- [EXERCISES TO COMPLETE]:
a) In the utility stocks thread, at what price per share did jargey3000 sell a big chunk of Fortis?
b) Reproduce the stretch of the utility stocks thread from "For the utilities" through "a few years.".

- [SELECTED EXTRACT]:
........

# Fortis verus Emera



## newfoundlander61 (Feb 6, 2011)

For the utilities sector what are opinions on either of these stocks as a long term hold. Interest rates will effect them but with Emera being close to its 52 week low is now a good time to pick up utility stocks to hang on to for a few years.


----------



## Eder (Feb 16, 2011)

Both of these belong in most portfolio's. I would argue to add some Canadian Utilities as well. Why wait to buy them at higher prices in 5 years?


----------



## jargey3000 (Jan 25, 2011)

Fortis was my first-ever stock buy (well, i guess it was actually "Nfld. Light & Power" back in the day, early 80's maybe?)
We've had a great run ever since. I sold a big chunk of it @$47 awhile back. Still own a bunch of it.
I'm wondering if its HAD its run though ....


----------



## like_to_retire (Oct 9, 2016)

jargey3000 said:


> Fortis was my first-ever stock buy (well, i guess it was actually "Nfld. Light & Power" back in the day, early 80's maybe?)
> We've had a great run ever since. I sold a big chunk of it @$47 awhile back. Still own a bunch of it.
> I'm wondering if its HAD its run though ....


There is no run - it's a regulated utility for electricity and gas. It just goes and goes and goes, tempered by interest rates.

ltr


----------



## jargey3000 (Jan 25, 2011)

yeah, you're right... ive seen highs & lows over the years..

........

- [DATA LINES]:
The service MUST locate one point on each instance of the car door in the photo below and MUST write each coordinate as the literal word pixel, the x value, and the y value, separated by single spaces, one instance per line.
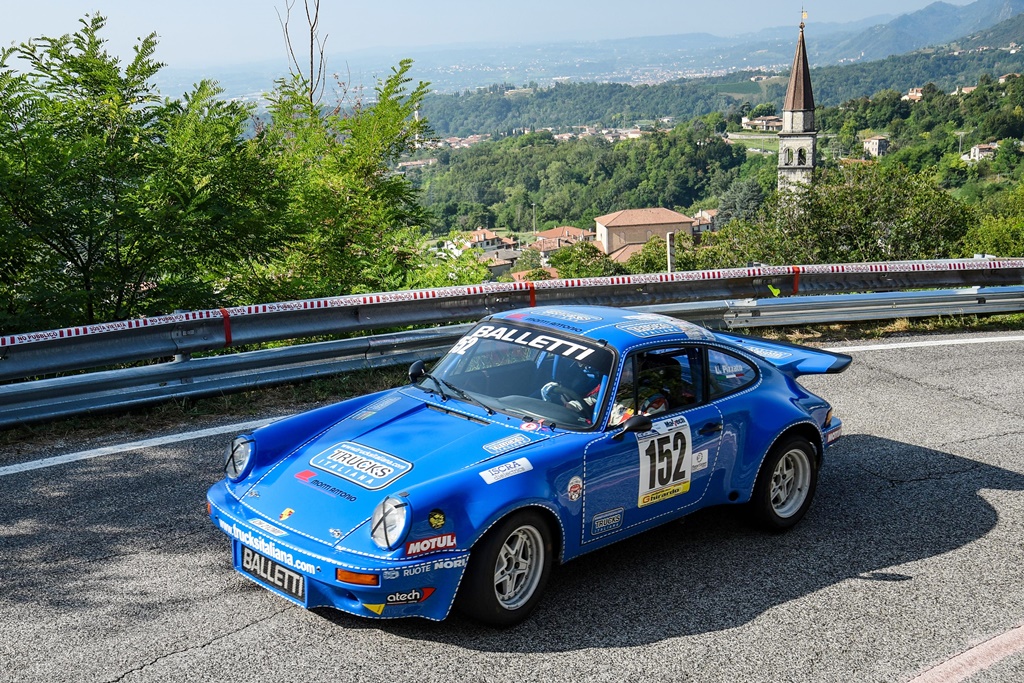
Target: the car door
pixel 635 478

........

- [OUTPUTS FOR THE TASKS]:
a) $47

b)
For the utilities sector what are opinions on either of these stocks as a long term hold. Interest rates will effect them but with Emera being close to its 52 week low is now a good time to pick up utility stocks to hang on to for a few years.